— start —
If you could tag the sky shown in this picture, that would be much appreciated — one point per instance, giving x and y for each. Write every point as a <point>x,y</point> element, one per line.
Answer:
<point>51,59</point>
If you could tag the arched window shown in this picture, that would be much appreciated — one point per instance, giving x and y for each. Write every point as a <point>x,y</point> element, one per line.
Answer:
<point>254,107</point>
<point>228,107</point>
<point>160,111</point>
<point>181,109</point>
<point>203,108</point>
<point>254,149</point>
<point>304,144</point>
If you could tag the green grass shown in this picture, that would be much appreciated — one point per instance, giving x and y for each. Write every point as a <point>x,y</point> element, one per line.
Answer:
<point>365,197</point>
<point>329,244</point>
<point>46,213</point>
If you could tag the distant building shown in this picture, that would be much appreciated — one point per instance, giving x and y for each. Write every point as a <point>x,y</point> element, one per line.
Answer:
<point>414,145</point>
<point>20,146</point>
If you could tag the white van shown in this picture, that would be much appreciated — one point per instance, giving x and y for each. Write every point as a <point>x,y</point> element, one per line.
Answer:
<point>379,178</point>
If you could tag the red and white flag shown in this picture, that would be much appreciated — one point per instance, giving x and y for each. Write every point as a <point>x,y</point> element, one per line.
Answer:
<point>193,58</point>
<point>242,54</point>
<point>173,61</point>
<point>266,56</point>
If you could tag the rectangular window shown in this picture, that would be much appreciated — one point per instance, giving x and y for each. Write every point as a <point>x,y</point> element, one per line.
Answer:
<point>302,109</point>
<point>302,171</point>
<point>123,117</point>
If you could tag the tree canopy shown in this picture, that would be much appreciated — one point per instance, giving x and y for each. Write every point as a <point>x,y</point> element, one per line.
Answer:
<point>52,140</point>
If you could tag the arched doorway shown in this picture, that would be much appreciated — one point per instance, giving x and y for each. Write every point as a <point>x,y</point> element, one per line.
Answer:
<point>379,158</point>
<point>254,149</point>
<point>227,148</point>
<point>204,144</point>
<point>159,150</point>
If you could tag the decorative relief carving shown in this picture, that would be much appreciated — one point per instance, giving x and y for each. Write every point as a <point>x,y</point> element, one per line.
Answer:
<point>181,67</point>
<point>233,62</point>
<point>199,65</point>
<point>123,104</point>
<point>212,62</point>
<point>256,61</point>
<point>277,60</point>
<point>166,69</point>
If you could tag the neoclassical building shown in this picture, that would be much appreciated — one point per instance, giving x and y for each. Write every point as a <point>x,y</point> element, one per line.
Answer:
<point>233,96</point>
— end —
● Directions
Could you retype the items starting with the line containing "If you could tag the tree" and going on through the line containing "<point>52,140</point>", keeping every character the same?

● Final answer
If you could tag the tree canopy shown in this picture, that would be much appreciated — one point per instance, giving x and y for each. Write every point as a <point>x,y</point> element, one per line.
Answer:
<point>52,140</point>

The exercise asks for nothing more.